◆ EXERCISES TO COMPLETE:
#1 In the article on Dutton's book, give the passage from "Between the presidential" up to and including "providing health care." again, swapping "enlightens" for "informs".
#2 Answer these from the article on Dutton's book:
(a) Where did the World Health Organization rank America in providing health care?
(b) What is Dutton's position at NAU, and in which department?
(c) What distaste do America and France share, according to the book?
#3 According to the article on Dutton's book, why does Dutton expect the U.S. standard of living to fall if health care is not reformed?

◆ READING TEXT:
* * * * * * *
Paul Dutton picked a perfect time to write his newest book, Differential Diagnoses, A Comparative History of Health Care Problems and Solutions in the United States and France.
Between the presidential candidate chatter about health care and Michael Moore’s movie Sicko, Dutton enlightens readers about the plight of health care in America and offers suggestions to make it better.
Dutton, an associate professor in NAU’s History Department, offers a comparative history of health care in the United States and France, and explains why the World Health Organization rated France first and America 37th in providing health care.
“I am struck by how many ideals the French and American people share about health care, how similar their health-care systems were a hundred years ago, but how different they are today,” Dutton said. “By writing a comparative history that brings the reader right up to the present day, I hope to make a contribution to the U.S. health-care reform debate.”
Dutton foresees an America that will suffer unless it reforms its health-care system.
“We need to figure out what works and what doesn’t in all countries and create one that works for America,” Dutton said. “As a growing number of U.S. workers seek, first and foremost, not jobs where their skills pay them higher wages, but jobs that provide them with good health insurance, then productivity, and eventually economic growth and the U.S. standard of living will fall.”
The book highlights the similarities between the America and France, including their “distaste for socialized medicine” that restricts patient choice.
* * * * * * *
Stored data:
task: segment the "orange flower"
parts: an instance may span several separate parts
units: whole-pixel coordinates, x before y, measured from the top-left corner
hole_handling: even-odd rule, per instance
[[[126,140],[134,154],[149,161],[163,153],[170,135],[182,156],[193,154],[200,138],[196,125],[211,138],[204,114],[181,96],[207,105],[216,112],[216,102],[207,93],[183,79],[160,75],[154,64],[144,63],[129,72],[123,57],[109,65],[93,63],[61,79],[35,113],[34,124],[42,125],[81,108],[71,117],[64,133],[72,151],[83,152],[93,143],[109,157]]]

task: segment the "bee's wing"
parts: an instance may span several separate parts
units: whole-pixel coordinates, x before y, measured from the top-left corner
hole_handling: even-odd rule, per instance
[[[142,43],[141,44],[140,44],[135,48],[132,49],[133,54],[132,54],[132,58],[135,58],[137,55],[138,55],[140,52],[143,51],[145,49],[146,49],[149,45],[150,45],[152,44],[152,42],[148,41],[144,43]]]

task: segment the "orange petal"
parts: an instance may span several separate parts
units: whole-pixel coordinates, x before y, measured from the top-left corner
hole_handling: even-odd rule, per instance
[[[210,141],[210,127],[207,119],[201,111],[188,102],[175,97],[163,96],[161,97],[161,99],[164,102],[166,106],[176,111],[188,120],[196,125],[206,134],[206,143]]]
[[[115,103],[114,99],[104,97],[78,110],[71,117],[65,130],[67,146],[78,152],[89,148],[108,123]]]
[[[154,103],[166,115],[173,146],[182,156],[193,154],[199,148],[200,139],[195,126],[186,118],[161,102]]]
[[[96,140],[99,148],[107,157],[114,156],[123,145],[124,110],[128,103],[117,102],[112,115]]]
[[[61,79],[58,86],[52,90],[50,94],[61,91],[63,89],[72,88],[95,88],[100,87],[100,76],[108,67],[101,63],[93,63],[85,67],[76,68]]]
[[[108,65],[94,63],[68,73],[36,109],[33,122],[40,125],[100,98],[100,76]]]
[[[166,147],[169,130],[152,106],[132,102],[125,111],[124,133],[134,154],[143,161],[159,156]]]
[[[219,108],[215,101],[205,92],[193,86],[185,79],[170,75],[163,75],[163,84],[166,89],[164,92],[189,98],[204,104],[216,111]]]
* * * * * * *
◆ EXERCISE SOLUTIONS:
#1
Between the presidential candidate chatter about health care and Michael Moore’s movie Sicko, Dutton informs readers about the plight of health care in America and offers suggestions to make it better.
Dutton, an associate professor in NAU’s History Department, offers a comparative history of health care in the United States and France, and explains why the World Health Organization rated France first and America 37th in providing health care.

#2
(a) 37th.
(b) He is an associate professor in the History Department.
(c) A distaste for socialized medicine that restricts patient choice.

#3 More and more U.S. workers look first for jobs that provide good health insurance, not jobs where their skills earn higher wages. Dutton says this will cause productivity to drop, and then economic growth and the standard of living will fall too.